▶ _What you need to do_: Write out the lines from the line with "Where can the sand" to the line with "(1121, 892)", both included, with no changes.

[begin Working data]

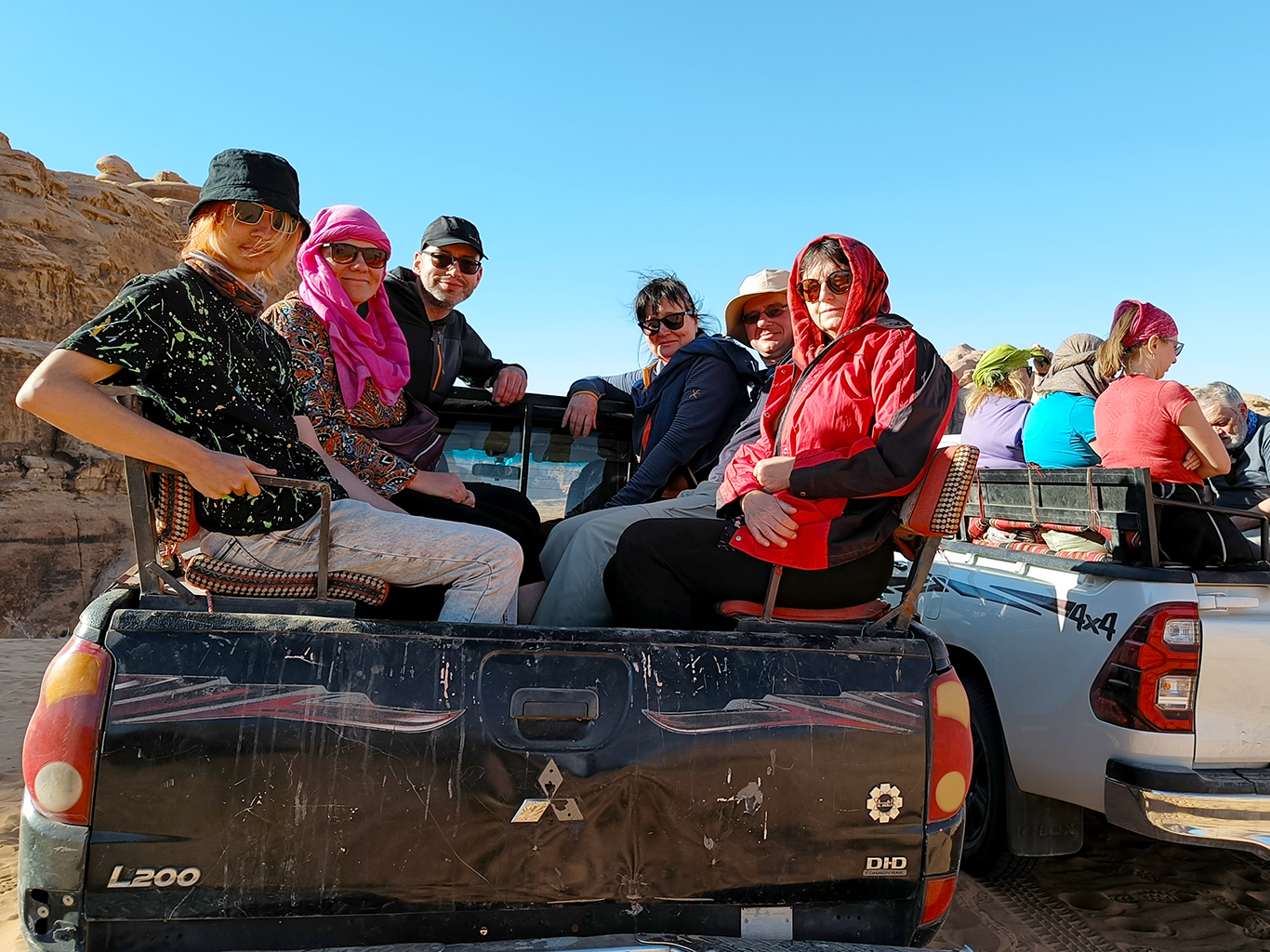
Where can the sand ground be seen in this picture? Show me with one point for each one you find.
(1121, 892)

[end Working data]
[begin Working data]

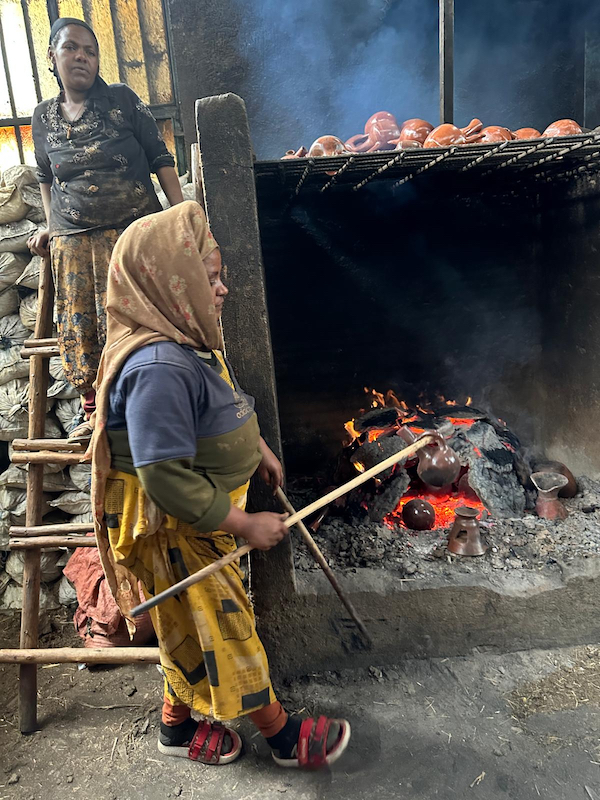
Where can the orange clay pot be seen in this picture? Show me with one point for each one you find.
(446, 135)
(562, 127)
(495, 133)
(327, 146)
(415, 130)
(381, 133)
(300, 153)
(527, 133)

[end Working data]

▶ _Solution below_:
Where can the sand ground be seen in this picture? Show me with one point for each one you find.
(1121, 892)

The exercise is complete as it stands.